:: Texte présenté ::
------------------------------------------------------------------------

Hissène Habré a réagi avec circonspection, selon les termes des médias. Kadhafi se dit disposé à renouer des relations diplomatiques avec le Tchad ; cependant, le président tchadien est le seul parmi les chefs d’État africains présents à Addis Abeba à souligner les incohérences de la déclaration du colonel, en relevant qu’il ne mentionne pas le différend frontalier. Le guide libyen ne s’est pas présenté à la réunion du comité ad hoc sur la question d’Aozou, prévue à Addis Abeba à la veille du sommet. Ses exigences posées comme préalables à la réunion du comité ad hoc placent l’affaire des prisonniers libyens devant celle du différend frontalier. Il élude la question d’Aozou . Il paralyse les travaux du comité en ne lui permettant pas de se réunir. La contradiction est évidente. Le guide libyen propose une rencontre au sommet le réunissant avec Goukouni et Habré, alors qu’il reconstitue le GUNT lui-même autour de Goukouni et que celui-ci n’exclut pas le recours à la force armée.

Hissène Habré ne peut accepter ce qui ressemble fort à un cadeau piégé et rejette vigoureusement l’idée de cette rencontre tripartite. C’est non seulement une ingérence supplémentaire dans les affaires tchadiennes, mais aussi et surtout, « une manœuvre de circonstance et de diversion »[4].

------------------------------------------------------------------------

:: Données ::
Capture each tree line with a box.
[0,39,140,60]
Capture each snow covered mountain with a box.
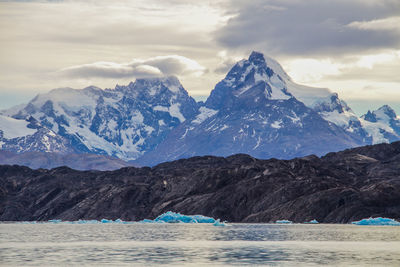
[6,77,198,160]
[138,52,364,165]
[361,105,400,144]
[0,115,74,153]
[0,52,400,165]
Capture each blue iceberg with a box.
[144,211,226,226]
[305,219,319,224]
[154,211,216,223]
[352,217,400,226]
[275,220,293,224]
[18,211,227,226]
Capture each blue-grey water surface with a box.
[0,223,400,266]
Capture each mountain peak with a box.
[249,51,265,65]
[377,105,396,118]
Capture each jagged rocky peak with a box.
[206,52,292,109]
[313,93,354,114]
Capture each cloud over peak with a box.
[59,55,206,78]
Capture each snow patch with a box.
[271,120,282,129]
[192,107,218,124]
[0,115,37,139]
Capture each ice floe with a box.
[352,217,400,226]
[275,220,293,224]
[17,211,227,226]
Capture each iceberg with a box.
[154,211,220,223]
[145,211,226,226]
[352,217,400,226]
[18,211,227,226]
[275,220,293,224]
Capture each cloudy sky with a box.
[0,0,400,115]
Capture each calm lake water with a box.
[0,223,400,266]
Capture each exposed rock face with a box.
[0,150,135,171]
[0,76,198,160]
[137,52,366,166]
[0,142,400,223]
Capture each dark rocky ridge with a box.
[0,150,137,171]
[0,142,400,223]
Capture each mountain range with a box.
[0,52,400,165]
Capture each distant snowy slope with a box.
[137,52,363,165]
[5,77,198,160]
[0,115,37,139]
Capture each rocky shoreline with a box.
[0,142,400,223]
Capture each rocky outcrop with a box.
[0,150,136,171]
[0,142,400,223]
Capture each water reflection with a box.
[0,224,400,266]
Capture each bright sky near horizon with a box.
[0,0,400,115]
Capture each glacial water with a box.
[0,223,400,266]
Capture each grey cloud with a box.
[59,55,206,78]
[215,0,400,55]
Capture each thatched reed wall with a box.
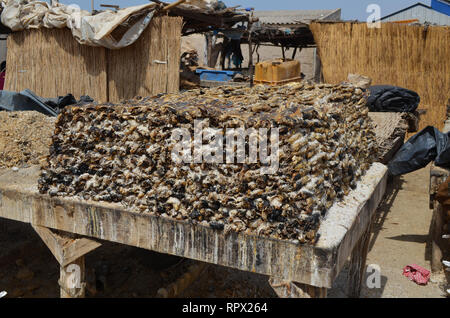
[107,17,183,101]
[5,17,182,102]
[4,29,108,102]
[310,23,450,129]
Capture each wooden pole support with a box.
[269,277,327,298]
[348,220,373,298]
[32,225,101,298]
[162,0,186,11]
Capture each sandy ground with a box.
[0,168,445,298]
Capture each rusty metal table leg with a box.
[32,225,101,298]
[430,202,445,272]
[348,219,373,298]
[269,277,327,298]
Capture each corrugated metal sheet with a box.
[381,4,450,25]
[254,9,341,24]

------------------------------------------------------------------------

:: Consignes ::
[a] Relevez tous les noms propres de personnes qui figurent dans le texte sur les relations entre le Tchad et la Libye.
[b] Prolongez le texte sur les relations entre le Tchad et la Libye à partir de sa dernière phrase.
Ces enregistrements forment un ensemble indépendant du texte.

:: Réponses ::
[a] Hissène Habré, Kadhafi, Goukouni

[b]
« Le cadeau à l’Afrique » de Kadhafi est clairement une menace contre le régime de N’Djamena. Hissène Habré est fermement déterminé à lutter contre toute tentative de déstabilisation, de subversion et d’agression, et prêt à traquer tous les dangers portant sur la sécurité du régime. Ces menaces se trouvent tant à l’extérieur qu’à l’intérieur. À l’intérieur, la menace vient de toute personne proche ou ayant été proche de Goukouni. Ce seront les arrestations, en juin 1988, de Sidik Fadoul, et d’autres Zaghawa[5]. Sidik Fadoul est un proche de Goukouni[6]. Son parcours en fait un suspect de premier ordre et son arrestation marque le début de la suspicion des Zaghawa[7].

Cependant, le « cadeau à l’Afrique » de Kadhafi est accueilli favorablement par les chefs d’État africains et le président tchadien doit faire bonne figure. Il s’adresse aux Tchadiens le 7 juin, dans un message à la nation à l’occasion du sixième anniversaire de son avènement au pouvoir. Il reconnaît que le cessez-le-feu instauré depuis septembre grâce à la médiation de l’OUA dure toujours, malgré les violations continues et répétées de la Libye. Cependant, il apportera son appui à la nouvelle orientation que s’est donnée l’OUA dans sa mission de paix, à savoir créer un climat de détente, favoriser la reprise des relations normales et renouer un dialogue entre la Libye et le Tchad. Le 8 juin, il se dit « disposé à rétablir immédiatement ses relations diplomatiques avec la Libye et à inaugurer avec elle une nouvelle ère fondée sur les principes des chartes de l’OUA et de l’ONU »[8]. Hissène Habré reste néanmoins vigilant. « Nous devons être conscients des menaces très sérieuses que constitue la grande concentration de forces libyennes dans la région d’Aozou, d’Elwigh et de Toumo. »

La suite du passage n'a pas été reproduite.